WHAT THE TASK REQUIRES:
Starting with the line that contains "Dear assistant, the user would like the city", set down each line through the end of the entries below, exactly and with nothing added.

RECORD EXCERPTS:
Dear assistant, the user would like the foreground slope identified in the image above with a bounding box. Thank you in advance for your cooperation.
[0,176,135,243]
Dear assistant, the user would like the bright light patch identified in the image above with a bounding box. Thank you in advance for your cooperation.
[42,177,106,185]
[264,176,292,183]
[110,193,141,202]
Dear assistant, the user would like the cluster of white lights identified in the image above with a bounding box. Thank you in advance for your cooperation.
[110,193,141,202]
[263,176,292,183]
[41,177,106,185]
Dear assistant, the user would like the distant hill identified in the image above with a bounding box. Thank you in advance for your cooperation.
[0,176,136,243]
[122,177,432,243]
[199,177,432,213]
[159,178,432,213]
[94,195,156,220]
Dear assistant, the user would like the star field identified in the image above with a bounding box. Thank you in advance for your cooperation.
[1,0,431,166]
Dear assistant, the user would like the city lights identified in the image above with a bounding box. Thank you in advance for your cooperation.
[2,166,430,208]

YOUR SOLUTION:
Dear assistant, the user would like the city lights identified in the image above with a bounding box. Thank you in advance for your cooperation.
[2,166,430,208]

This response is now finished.